▸ EXCERPTED TEXT
▼▼▼

I appreciated the discussion on water activity, and the calculations estimating the potential hydration shell that might exist under different conditions. One aspect that was missing for me in this perspective is the impact of pH in aerosols and clouds on microbial cells – most microbes are not well adapted to living at pH 5, so this presents another stressor for microbes in the atmosphere.
Several studies are beginning to build convincing links between environmental factors (e.g. UV, temperature) on microbial community structure and diversity in the aerosol phase (e.g. Archer et al. 2019 Nature Microbiology, Gusareva et al. 2019 PNAS). Developing a controlled experimental system for forming these links is difficult to conceptualize, but environmental sampling is challenged by the numerous confounding variables. With sufficiently well-resolved and controlled environmental sampling, disentangling the impacts of specific variables should be feasible, for at least some environmental factors.

▲▲▲

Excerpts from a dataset
▼▼▼

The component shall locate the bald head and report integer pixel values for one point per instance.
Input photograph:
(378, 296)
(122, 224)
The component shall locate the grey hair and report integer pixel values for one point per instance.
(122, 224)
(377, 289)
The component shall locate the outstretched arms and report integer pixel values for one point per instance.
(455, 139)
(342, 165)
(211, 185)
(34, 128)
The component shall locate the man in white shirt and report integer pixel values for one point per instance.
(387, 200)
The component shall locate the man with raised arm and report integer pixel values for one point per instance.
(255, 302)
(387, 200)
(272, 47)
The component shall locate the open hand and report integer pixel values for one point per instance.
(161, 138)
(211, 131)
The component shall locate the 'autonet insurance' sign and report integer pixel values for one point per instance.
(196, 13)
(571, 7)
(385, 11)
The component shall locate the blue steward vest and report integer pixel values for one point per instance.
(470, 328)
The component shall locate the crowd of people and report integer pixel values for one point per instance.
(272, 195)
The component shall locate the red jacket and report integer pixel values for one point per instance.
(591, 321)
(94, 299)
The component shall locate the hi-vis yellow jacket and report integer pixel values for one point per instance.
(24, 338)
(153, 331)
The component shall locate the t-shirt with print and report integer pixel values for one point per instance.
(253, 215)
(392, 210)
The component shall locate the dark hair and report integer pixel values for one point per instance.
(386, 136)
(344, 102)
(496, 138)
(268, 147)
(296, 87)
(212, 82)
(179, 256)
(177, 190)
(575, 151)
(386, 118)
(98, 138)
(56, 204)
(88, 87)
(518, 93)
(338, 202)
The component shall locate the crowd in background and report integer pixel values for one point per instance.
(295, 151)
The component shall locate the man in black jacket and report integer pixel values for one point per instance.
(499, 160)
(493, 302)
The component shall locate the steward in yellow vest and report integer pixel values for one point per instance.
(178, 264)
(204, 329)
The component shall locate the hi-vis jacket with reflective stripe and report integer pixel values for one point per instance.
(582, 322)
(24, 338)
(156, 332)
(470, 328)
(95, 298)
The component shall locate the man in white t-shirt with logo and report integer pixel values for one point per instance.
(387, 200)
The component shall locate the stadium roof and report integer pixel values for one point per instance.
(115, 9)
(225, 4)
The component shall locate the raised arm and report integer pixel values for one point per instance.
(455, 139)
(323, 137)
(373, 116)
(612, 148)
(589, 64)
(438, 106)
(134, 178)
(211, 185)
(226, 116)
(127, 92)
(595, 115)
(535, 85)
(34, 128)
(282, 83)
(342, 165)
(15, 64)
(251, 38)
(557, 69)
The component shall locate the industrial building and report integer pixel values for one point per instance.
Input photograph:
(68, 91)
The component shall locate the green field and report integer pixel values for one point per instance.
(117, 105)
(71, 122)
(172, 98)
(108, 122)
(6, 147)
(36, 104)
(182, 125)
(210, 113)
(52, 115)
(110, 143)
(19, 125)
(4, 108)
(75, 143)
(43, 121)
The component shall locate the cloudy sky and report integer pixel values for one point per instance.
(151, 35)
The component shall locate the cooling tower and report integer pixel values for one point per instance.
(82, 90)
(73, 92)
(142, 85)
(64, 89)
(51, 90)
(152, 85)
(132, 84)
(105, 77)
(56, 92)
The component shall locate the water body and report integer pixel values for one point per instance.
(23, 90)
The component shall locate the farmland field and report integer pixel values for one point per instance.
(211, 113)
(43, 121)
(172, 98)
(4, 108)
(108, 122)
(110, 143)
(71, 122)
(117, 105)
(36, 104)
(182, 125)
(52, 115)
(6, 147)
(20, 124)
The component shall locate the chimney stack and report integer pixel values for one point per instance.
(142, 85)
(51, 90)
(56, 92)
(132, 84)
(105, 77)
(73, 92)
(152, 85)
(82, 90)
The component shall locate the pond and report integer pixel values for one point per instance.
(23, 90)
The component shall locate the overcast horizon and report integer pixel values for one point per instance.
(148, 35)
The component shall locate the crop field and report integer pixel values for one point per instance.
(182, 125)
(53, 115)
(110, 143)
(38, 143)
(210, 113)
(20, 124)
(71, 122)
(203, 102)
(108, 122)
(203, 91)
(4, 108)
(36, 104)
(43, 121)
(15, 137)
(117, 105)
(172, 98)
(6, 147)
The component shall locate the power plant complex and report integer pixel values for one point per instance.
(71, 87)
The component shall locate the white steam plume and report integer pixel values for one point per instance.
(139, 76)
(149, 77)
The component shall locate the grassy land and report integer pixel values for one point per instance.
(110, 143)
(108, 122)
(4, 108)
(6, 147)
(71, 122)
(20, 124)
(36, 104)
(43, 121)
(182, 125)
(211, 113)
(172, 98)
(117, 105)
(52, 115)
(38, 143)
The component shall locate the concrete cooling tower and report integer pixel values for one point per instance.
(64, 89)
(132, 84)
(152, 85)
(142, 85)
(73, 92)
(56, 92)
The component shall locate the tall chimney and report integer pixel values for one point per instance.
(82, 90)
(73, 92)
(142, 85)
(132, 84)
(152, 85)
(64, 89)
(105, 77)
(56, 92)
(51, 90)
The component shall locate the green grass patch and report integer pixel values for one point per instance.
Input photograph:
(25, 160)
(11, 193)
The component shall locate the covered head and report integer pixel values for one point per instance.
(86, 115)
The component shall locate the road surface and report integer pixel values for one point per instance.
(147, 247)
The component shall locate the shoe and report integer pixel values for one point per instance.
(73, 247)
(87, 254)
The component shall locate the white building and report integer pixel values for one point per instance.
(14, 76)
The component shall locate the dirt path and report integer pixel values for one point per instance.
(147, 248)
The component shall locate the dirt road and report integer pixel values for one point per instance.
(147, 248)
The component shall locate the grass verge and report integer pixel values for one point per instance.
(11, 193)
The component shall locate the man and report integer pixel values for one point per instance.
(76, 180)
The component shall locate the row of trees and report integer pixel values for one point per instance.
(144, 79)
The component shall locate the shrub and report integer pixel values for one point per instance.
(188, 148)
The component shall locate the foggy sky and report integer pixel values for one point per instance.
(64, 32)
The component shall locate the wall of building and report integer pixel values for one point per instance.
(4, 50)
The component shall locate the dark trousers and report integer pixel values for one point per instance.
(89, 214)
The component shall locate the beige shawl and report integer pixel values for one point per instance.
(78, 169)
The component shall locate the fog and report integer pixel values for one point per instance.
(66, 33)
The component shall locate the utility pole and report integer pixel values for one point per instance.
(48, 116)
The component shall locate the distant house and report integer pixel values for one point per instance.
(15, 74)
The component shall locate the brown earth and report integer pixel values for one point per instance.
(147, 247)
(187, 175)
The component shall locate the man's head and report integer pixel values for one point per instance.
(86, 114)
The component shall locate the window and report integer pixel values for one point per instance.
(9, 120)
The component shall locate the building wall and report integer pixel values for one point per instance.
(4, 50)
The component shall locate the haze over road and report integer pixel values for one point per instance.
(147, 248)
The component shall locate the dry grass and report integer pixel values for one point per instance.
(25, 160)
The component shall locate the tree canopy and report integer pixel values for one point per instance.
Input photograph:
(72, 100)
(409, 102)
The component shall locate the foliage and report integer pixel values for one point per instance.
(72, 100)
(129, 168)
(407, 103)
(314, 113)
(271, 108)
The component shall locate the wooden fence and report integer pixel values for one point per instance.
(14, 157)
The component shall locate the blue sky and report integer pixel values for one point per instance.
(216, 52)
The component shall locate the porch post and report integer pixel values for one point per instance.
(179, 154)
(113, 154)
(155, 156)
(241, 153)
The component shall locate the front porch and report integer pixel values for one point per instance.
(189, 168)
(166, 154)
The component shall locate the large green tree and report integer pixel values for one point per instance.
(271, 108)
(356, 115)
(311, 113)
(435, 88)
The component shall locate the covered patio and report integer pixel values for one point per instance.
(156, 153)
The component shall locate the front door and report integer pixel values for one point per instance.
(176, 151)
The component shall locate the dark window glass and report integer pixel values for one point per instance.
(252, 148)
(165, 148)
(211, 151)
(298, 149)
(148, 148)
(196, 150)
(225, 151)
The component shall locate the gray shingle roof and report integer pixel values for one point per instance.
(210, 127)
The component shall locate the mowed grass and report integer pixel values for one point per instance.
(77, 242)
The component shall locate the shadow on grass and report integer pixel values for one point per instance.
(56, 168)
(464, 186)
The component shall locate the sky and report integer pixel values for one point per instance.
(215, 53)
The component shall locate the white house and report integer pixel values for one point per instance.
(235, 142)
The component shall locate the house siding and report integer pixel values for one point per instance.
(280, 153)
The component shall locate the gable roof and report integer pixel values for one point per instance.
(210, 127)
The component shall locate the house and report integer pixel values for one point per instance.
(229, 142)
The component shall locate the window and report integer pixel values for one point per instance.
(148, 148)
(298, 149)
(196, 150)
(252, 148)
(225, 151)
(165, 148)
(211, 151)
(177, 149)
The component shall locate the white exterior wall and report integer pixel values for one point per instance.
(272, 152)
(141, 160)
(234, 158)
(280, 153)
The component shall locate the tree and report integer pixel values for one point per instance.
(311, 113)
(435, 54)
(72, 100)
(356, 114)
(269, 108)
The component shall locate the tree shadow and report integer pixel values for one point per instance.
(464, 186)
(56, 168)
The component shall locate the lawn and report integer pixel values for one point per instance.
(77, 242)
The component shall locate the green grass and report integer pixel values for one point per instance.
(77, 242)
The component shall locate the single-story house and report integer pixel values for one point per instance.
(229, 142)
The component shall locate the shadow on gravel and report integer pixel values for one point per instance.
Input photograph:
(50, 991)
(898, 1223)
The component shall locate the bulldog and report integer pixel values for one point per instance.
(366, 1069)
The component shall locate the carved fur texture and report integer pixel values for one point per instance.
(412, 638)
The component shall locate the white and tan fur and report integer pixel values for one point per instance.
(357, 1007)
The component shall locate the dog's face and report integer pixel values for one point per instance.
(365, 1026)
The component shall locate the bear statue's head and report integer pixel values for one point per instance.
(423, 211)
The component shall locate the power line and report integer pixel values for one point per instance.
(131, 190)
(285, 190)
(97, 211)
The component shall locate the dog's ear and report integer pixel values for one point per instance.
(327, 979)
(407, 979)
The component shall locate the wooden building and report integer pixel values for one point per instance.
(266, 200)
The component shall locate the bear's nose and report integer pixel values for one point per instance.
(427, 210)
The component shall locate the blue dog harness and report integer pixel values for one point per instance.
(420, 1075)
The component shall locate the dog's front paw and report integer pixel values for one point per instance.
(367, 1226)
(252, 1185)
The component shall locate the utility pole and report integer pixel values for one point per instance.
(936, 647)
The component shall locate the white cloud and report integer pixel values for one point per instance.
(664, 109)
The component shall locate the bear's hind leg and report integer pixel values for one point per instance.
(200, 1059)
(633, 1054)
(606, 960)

▲▲▲

▸ EXERCISE INSTRUCTIONS
1 - Reproduce the passage of the commentary on airborne microbes between "Several studies are" and "some environmental factors.", inclusive.
2 - Supply what follows the final sentence of the commentary on airborne microbes.

▸ ANSWERS BY TASK
1 -
Several studies are beginning to build convincing links between environmental factors (e.g. UV, temperature) on microbial community structure and diversity in the aerosol phase (e.g. Archer et al. 2019 Nature Microbiology, Gusareva et al. 2019 PNAS). Developing a controlled experimental system for forming these links is difficult to conceptualize, but environmental sampling is challenged by the numerous confounding variables. With sufficiently well-resolved and controlled environmental sampling, disentangling the impacts of specific variables should be feasible, for at least some environmental factors.

2 -
The calculation on settling velocity of microbial cells does not take into account air currents. In addition, it is not impossible that some microbes or microbial spores have evolved for long-range dispersal by air – this has long been known for plant seeds, and there is mounting evidence of this for fungi (e.g. Borgmann-Winter et al. 2023, Ecology 104), therefore it is not unlikely that this is relevant for prokaryotes. Previous modelling work has suggested that long-range microbial dispersal is likely (Wilkinson et al. 2012 J. Biogeography 39).